_YOUR OBJECTIVE_: Your job is to set down the listing again exactly as it stands.

_GIVEN INFORMATION_:
########

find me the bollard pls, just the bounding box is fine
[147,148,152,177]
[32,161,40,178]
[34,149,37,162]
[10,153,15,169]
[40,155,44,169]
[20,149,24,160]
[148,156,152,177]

########

_RESPONSE AREA_:
find me the bollard pls, just the bounding box is fine
[147,148,152,177]
[32,161,40,178]
[34,149,37,162]
[10,153,15,169]
[40,155,44,169]
[20,149,24,160]
[148,156,152,177]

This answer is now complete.